What is asked: Extract the complete listing and repeat it word for word.

(Recorded data)
:::
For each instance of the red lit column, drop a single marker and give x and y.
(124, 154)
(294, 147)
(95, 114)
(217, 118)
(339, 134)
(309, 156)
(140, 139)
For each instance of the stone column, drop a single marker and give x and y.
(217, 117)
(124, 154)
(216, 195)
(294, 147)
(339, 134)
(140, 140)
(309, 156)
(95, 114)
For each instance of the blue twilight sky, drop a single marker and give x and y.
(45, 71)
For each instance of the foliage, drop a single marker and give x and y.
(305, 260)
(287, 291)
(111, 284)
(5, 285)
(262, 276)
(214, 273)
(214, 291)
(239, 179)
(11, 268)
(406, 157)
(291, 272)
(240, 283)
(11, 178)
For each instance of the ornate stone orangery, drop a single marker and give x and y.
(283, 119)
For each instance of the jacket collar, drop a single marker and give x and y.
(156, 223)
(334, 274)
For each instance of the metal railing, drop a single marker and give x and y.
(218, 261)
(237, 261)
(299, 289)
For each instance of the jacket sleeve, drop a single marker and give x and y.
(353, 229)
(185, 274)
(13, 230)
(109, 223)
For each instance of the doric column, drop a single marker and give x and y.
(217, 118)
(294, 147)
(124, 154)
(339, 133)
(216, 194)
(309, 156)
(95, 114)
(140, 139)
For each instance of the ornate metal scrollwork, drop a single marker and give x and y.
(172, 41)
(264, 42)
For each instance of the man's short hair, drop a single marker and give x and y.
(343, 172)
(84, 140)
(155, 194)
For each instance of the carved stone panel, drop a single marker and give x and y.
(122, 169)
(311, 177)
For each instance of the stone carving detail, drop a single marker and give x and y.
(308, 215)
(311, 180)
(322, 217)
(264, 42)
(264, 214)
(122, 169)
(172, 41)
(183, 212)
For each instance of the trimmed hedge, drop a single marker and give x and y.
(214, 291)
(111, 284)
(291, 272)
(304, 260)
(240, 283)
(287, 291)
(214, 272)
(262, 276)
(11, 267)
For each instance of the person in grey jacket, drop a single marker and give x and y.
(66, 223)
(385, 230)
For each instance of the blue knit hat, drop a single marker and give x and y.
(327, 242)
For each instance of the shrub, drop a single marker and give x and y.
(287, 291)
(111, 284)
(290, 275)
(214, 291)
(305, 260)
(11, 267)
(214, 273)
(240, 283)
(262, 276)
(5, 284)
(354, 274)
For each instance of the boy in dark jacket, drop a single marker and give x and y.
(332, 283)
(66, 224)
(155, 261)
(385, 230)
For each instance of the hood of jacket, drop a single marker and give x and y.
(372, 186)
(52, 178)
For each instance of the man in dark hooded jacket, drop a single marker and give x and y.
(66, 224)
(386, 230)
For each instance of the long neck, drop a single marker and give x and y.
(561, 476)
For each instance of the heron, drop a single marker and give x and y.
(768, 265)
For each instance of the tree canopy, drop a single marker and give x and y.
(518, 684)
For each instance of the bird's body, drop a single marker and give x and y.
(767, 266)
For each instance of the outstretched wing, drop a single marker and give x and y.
:::
Response:
For each instance of the red lit column, drop a single marker and give x and y.
(124, 154)
(294, 147)
(95, 114)
(217, 118)
(339, 134)
(309, 156)
(140, 139)
For each instance of the stone column, drop a single marker and give x and y.
(217, 117)
(124, 154)
(216, 195)
(294, 147)
(339, 134)
(140, 140)
(309, 156)
(95, 114)
For each instance of the blue twilight sky, drop a single marker and give x and y.
(45, 71)
For each instance of the foliage, drop a single marker and give x and y.
(305, 260)
(287, 291)
(111, 284)
(5, 285)
(262, 276)
(214, 273)
(214, 291)
(239, 179)
(11, 268)
(406, 157)
(291, 272)
(240, 283)
(11, 178)
For each instance of the ornate stone orangery, drop a single marker and give x and y.
(283, 119)
For each instance of the jacket collar, drop a single marker and give x and y.
(156, 223)
(334, 274)
For each instance of the metal railing, drop a single marker and give x and y.
(218, 261)
(237, 261)
(299, 289)
For each instance of the jacket sleeve, drop a single marker and give x and y.
(353, 229)
(185, 274)
(13, 230)
(109, 223)
For each instance of the doric column, drop a single marker and give x and y.
(217, 118)
(294, 147)
(124, 154)
(339, 133)
(216, 194)
(309, 156)
(95, 114)
(140, 139)
For each instance of the ornate metal scrollwork, drop a single marker and give x and y.
(172, 41)
(264, 42)
For each instance of the man's short hair, drop a single marker and give x and y.
(343, 172)
(84, 140)
(155, 194)
For each instance of the carved stone panel, drop a single marker and give x and y.
(122, 169)
(311, 177)
For each instance of the stone carving detail, drop a single marker and give x and y.
(308, 215)
(311, 180)
(322, 217)
(264, 42)
(264, 214)
(122, 169)
(172, 41)
(183, 212)
For each instance of the trimmed hedge, drop a single marker and give x and y.
(214, 291)
(111, 284)
(291, 272)
(304, 260)
(240, 283)
(287, 291)
(214, 272)
(262, 276)
(11, 267)
For each instance of the person in grey jacket, drop a single marker and give x and y.
(66, 223)
(385, 230)
For each instance of the blue knit hat, drop a single marker and give x and y.
(327, 242)
For each instance of the shrub, drop a single marker and give x and y.
(287, 291)
(111, 284)
(290, 275)
(214, 291)
(305, 260)
(11, 267)
(214, 273)
(240, 283)
(262, 276)
(5, 284)
(354, 274)
For each instance of the boy in dark jacket, drop a single marker and give x and y.
(332, 283)
(66, 224)
(155, 261)
(385, 230)
For each instance of the hood of jacket, drop a single marker and give x and y.
(372, 186)
(52, 178)
For each instance of the man in dark hooded jacket, drop a single marker and give x and y.
(66, 224)
(386, 230)
For each instance of the long neck, drop a single marker and give x and y.
(561, 476)
For each instance of the heron, drop a single marker and give x and y.
(768, 265)
For each instance of the tree canopy, drop a single marker and give x and y.
(518, 684)
For each instance of the bird's body, drop a single marker and give x and y.
(767, 266)
For each instance of the outstretched wing, drop a single marker and give x and y.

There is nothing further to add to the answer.